Count the lines below that contain the string "beach", matching case exactly. Give only the number.

--------------------------------

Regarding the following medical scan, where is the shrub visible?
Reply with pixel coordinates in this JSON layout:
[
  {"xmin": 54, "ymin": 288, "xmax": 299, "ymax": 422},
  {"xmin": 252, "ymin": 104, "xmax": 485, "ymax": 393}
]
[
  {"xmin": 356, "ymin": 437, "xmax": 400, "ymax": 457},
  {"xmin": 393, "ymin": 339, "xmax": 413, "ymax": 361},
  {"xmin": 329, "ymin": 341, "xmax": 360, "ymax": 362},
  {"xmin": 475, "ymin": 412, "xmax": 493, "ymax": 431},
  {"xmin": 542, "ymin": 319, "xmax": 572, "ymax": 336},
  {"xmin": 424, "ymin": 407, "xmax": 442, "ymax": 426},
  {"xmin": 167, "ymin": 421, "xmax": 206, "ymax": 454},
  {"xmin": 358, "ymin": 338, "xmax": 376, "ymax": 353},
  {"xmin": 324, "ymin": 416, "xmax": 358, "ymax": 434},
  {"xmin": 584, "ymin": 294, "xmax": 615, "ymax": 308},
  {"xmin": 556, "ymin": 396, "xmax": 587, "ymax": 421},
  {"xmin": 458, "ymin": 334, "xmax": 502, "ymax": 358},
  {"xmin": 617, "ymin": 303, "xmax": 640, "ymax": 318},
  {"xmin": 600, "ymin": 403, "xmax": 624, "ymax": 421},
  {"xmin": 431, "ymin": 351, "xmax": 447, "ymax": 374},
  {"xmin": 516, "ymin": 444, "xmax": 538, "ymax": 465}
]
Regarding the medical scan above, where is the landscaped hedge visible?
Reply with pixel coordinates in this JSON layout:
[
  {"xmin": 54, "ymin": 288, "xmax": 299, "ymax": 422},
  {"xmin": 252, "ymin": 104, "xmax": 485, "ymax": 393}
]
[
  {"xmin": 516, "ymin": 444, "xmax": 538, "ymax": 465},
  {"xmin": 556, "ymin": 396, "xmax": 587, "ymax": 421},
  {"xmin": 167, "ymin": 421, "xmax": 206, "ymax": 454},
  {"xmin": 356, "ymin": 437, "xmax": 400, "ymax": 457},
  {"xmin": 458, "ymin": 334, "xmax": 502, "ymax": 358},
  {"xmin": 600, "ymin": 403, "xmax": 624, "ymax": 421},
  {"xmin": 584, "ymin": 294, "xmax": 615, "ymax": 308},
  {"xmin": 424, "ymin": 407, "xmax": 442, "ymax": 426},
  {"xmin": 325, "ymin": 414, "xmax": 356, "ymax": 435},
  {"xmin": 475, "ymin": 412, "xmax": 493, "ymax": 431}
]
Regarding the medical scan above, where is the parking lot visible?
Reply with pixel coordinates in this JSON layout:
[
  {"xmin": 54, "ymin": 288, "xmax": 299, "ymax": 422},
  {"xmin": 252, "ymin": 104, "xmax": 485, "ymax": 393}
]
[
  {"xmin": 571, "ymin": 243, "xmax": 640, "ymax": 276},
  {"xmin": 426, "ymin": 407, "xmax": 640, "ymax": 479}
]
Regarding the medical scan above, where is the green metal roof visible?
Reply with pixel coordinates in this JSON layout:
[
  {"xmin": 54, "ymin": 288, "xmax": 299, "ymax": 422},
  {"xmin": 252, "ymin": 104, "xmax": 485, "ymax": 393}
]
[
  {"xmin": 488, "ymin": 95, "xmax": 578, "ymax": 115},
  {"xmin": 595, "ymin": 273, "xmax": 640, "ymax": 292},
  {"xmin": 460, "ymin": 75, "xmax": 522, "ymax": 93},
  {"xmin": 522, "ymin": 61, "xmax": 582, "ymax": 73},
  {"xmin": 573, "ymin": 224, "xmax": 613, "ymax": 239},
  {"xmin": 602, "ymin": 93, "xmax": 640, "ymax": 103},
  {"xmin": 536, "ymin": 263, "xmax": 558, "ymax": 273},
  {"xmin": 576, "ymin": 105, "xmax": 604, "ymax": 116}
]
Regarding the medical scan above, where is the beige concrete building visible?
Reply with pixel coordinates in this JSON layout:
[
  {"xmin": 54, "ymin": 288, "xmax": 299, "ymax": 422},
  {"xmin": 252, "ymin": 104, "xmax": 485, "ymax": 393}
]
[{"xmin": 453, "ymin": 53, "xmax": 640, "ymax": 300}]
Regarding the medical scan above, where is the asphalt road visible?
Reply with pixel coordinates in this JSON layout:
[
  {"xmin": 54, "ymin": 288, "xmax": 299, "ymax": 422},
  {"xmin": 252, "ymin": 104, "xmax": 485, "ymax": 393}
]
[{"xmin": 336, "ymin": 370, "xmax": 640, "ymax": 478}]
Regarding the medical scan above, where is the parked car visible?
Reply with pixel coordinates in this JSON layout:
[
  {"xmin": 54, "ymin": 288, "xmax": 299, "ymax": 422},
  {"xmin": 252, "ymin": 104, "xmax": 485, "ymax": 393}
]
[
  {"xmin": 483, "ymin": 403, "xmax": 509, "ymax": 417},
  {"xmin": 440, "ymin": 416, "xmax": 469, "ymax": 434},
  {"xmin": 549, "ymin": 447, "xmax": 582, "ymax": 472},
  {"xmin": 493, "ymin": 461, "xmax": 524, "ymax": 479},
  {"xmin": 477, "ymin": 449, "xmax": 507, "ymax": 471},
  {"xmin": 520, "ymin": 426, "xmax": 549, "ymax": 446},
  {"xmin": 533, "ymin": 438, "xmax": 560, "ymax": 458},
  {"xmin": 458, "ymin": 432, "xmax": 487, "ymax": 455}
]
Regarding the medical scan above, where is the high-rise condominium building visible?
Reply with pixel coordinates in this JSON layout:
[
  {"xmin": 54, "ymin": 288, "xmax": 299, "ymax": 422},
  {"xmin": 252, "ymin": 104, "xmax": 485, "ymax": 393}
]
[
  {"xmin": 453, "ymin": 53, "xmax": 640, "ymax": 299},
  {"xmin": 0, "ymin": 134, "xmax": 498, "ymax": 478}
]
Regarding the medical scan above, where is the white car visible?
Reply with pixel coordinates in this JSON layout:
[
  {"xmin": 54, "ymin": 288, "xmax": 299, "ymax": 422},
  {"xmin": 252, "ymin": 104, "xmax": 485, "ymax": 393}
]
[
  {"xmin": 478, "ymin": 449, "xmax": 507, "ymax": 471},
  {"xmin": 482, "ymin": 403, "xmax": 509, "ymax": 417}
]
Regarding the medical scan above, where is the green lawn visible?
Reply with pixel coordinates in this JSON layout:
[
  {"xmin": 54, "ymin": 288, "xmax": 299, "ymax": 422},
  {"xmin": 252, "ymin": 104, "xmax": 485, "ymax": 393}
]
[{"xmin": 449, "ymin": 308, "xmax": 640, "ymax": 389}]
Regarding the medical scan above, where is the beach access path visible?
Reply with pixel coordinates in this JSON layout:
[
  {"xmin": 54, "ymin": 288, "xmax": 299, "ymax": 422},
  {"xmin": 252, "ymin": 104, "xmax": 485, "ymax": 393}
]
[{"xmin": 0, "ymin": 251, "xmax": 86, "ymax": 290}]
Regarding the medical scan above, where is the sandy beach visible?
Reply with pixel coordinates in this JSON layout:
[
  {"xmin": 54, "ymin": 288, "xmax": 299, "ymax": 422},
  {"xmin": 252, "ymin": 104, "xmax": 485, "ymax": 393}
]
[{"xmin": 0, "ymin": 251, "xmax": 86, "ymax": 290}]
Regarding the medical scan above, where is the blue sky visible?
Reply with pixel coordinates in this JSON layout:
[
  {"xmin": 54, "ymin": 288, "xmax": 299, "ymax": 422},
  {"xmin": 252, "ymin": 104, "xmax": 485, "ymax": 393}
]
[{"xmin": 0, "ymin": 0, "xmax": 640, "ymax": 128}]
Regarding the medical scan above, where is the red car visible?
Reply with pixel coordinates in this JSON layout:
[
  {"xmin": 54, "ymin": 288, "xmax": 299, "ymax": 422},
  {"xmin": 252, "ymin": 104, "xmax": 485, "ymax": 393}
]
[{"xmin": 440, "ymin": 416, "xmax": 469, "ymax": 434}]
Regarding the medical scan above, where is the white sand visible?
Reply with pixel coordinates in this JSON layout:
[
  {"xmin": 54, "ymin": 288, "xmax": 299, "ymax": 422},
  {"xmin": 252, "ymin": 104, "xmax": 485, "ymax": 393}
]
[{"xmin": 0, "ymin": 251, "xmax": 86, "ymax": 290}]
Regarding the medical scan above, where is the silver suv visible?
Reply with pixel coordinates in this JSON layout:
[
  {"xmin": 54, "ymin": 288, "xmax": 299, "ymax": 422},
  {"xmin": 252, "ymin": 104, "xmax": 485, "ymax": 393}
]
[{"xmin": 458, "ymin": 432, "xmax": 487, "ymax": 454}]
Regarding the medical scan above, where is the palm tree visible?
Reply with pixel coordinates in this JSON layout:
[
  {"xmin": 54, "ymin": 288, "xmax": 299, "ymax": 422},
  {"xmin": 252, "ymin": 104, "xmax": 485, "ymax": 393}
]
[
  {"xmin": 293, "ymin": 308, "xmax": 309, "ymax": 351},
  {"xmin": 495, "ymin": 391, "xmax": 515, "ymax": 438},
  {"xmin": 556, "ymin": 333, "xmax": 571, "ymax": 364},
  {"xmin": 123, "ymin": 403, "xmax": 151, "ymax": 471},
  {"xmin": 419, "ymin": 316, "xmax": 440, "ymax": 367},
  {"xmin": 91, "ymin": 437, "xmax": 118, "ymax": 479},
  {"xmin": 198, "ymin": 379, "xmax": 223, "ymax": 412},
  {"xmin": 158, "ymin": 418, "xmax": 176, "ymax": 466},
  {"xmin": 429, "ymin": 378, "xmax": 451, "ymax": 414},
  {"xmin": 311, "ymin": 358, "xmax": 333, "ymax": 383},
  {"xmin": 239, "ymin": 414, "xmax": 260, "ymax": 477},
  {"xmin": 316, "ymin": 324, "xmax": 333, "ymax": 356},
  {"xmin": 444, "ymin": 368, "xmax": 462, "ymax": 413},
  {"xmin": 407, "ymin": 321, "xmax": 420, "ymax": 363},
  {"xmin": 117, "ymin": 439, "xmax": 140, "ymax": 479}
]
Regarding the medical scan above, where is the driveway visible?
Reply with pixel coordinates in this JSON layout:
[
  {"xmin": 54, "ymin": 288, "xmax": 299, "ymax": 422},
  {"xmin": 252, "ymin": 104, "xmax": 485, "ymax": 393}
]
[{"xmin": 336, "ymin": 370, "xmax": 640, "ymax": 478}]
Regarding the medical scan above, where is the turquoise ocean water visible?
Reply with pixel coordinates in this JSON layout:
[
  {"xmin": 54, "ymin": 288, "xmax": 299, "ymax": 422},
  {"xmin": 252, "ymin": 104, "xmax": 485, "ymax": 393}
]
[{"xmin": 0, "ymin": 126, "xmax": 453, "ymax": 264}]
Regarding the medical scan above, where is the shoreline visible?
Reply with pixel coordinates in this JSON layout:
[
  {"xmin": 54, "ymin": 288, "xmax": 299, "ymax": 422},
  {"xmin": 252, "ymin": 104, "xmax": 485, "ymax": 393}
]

--------------------------------

Final answer. 2